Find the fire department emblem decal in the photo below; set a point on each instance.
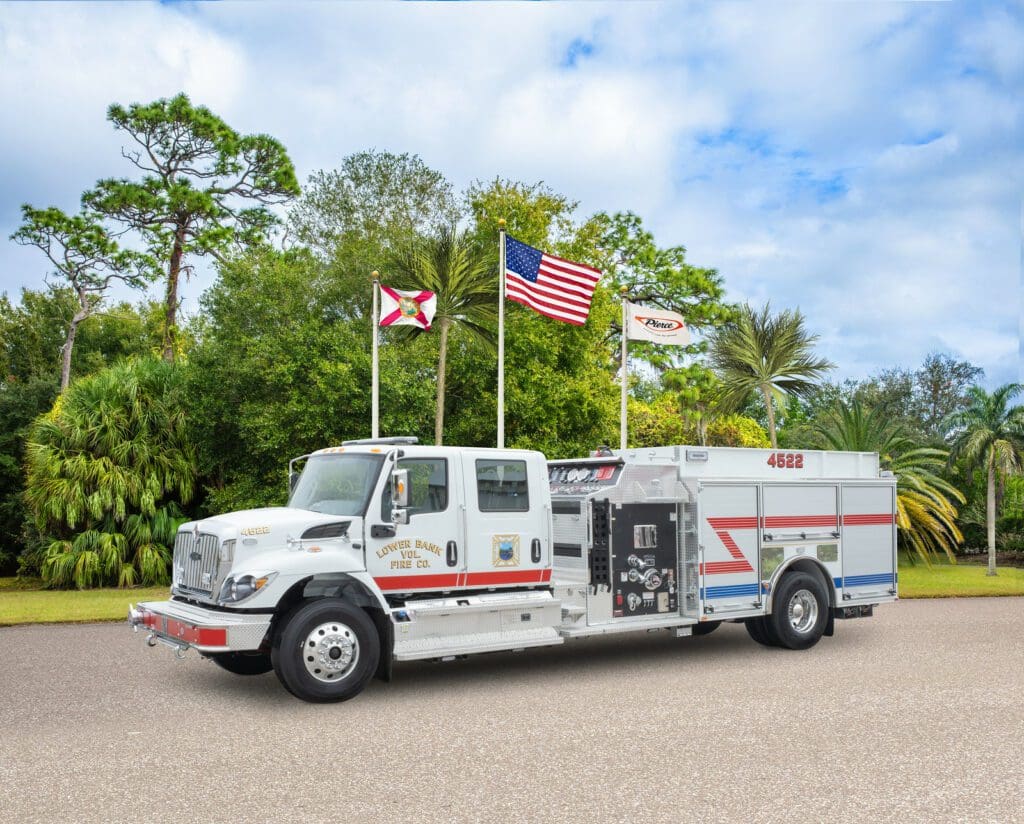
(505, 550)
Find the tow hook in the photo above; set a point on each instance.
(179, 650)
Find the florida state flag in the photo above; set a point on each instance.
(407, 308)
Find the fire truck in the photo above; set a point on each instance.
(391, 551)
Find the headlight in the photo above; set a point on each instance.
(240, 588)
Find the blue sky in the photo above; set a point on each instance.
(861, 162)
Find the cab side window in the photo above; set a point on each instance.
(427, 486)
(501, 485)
* * *
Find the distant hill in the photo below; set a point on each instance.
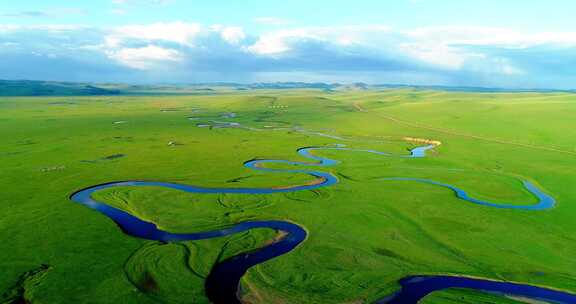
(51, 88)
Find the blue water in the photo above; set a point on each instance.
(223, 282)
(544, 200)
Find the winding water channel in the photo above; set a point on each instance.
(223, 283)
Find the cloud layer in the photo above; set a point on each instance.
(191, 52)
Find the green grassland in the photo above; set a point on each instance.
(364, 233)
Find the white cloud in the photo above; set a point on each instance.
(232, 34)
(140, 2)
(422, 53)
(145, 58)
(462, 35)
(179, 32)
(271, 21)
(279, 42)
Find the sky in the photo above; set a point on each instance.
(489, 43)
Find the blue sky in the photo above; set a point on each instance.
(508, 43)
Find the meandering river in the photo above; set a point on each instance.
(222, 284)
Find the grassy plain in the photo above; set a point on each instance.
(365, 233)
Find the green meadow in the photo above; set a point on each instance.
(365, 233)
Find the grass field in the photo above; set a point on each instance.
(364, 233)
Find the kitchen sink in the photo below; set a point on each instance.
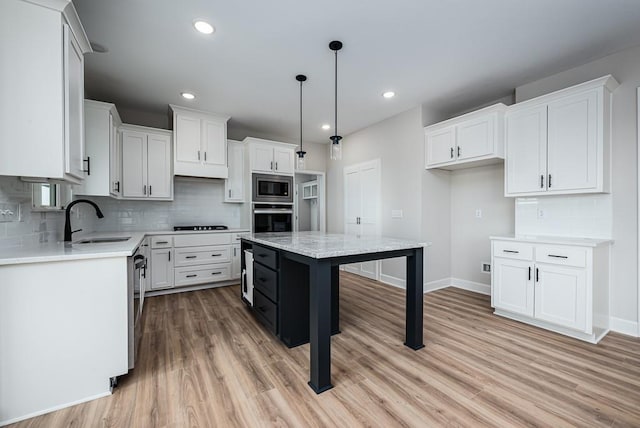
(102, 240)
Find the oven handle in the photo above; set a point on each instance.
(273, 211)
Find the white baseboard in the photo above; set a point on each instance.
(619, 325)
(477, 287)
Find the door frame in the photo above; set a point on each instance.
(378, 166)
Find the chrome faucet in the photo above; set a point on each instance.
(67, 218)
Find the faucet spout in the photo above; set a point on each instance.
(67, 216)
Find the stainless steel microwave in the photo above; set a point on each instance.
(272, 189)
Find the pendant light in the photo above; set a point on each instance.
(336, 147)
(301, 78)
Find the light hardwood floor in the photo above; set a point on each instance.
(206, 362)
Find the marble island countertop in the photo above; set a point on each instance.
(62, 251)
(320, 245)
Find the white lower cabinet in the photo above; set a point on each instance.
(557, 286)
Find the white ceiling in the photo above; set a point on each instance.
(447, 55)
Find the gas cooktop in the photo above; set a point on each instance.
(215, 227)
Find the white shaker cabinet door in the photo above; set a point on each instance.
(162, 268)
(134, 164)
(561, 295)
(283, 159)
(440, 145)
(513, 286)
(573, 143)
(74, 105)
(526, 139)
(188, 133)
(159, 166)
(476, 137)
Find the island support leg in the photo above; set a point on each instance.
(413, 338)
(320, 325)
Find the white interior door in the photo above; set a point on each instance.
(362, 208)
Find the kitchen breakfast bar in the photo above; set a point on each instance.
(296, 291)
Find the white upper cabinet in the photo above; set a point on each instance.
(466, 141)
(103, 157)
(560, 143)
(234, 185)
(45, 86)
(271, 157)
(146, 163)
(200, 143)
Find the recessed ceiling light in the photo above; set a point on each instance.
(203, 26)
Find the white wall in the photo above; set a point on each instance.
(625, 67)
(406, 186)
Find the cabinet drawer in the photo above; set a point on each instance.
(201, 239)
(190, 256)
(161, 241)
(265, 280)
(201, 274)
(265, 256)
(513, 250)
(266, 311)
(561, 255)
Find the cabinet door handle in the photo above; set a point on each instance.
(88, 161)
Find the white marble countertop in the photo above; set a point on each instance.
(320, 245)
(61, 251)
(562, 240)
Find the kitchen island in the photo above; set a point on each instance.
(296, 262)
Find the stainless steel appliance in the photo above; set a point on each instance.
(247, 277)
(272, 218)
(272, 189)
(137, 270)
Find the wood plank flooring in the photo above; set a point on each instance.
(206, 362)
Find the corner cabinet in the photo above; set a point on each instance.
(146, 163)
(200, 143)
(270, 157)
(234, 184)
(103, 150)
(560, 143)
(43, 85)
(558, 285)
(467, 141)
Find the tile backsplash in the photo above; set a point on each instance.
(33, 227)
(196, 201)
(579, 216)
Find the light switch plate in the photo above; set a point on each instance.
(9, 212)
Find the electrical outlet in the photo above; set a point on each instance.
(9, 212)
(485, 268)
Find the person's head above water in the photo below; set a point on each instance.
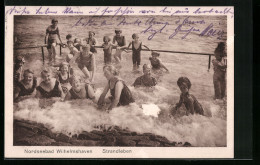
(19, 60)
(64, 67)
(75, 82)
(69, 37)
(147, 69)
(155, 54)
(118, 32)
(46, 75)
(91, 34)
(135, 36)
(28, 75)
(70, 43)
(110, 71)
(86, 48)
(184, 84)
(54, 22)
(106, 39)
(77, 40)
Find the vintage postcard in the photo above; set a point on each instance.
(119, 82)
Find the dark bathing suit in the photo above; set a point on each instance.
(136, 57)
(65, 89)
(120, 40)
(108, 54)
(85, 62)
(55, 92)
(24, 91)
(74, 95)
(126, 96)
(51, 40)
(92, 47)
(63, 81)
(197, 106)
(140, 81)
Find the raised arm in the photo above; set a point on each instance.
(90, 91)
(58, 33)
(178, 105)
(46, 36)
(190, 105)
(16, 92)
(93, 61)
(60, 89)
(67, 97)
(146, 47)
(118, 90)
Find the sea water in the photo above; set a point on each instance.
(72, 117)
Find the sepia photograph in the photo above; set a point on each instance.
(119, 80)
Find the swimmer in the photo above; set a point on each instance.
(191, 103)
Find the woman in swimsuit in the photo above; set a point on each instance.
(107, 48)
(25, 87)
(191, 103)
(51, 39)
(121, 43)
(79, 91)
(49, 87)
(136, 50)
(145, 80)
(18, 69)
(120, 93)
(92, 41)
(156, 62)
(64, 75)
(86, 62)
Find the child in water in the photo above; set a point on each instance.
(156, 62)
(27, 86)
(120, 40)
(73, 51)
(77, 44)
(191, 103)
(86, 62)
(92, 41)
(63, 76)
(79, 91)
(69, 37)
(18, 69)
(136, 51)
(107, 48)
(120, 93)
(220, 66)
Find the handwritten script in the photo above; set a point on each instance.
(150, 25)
==
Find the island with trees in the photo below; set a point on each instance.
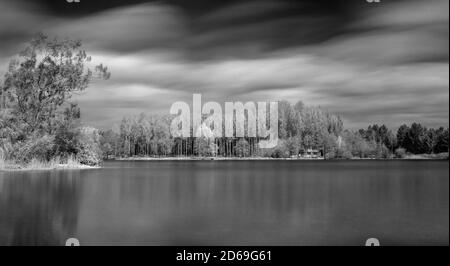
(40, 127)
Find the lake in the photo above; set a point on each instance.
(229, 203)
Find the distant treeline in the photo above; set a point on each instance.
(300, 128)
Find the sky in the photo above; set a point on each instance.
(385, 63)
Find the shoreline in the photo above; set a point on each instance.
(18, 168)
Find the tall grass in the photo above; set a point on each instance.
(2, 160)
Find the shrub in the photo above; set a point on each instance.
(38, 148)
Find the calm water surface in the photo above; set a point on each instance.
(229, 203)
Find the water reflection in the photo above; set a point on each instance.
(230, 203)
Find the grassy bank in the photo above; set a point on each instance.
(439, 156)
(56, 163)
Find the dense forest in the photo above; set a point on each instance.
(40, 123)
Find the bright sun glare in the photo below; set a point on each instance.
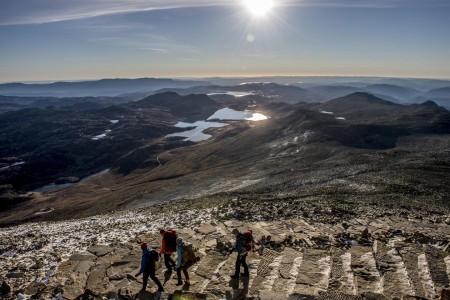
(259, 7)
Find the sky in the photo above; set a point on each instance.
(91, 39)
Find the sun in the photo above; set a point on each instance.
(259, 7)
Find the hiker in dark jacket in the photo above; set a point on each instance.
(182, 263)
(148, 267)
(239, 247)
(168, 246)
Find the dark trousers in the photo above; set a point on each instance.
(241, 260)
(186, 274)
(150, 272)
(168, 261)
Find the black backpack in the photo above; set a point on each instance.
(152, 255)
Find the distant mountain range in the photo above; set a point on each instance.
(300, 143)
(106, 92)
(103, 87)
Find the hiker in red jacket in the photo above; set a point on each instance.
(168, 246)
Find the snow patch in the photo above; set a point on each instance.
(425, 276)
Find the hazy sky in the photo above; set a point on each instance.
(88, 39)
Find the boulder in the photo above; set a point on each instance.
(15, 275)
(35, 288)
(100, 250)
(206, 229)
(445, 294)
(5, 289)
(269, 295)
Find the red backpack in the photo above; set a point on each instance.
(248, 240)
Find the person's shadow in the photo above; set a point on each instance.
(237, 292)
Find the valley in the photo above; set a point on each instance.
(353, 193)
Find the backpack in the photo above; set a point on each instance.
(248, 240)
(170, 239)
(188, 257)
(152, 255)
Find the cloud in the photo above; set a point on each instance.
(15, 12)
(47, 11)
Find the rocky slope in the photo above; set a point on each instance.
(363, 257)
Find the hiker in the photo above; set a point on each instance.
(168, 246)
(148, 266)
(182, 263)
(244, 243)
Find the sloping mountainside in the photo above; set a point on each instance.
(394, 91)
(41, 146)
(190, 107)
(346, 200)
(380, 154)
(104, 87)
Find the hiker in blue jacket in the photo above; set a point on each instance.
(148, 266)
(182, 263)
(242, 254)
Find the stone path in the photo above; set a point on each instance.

TASK :: Output as a JSON list of strings, one per line, everything in the material from the line containing "Find the valley" down to the line containing "Find the stone", both included, leaving out blank lines.

CORRECT RESULT ::
[
  "Find the valley in the photo above; set a point on each instance.",
  "(353, 193)",
  "Find the backpack in the photo above; set a point on each instance.",
  "(248, 240)",
  "(170, 239)",
  "(188, 257)",
  "(152, 255)",
  "Find the cloud in the photo above; set a point on each instance.",
  "(15, 12)",
  "(47, 11)",
  "Find the rocky slope in the photo above; set a point on each instance.",
  "(363, 257)",
  "Find the hiker in the photo above; set a point on each instance.",
  "(168, 246)",
  "(148, 266)",
  "(182, 263)",
  "(244, 243)",
  "Find the sloping mountainside in the photo above; set a point on each instance.",
  "(394, 91)",
  "(41, 146)",
  "(190, 107)",
  "(346, 200)",
  "(380, 154)",
  "(104, 87)",
  "Find the hiker in blue jacket in the photo above; set a point on each instance.",
  "(148, 266)",
  "(182, 263)",
  "(242, 254)",
  "Find the stone path in the photo above; set a point on each instance."
]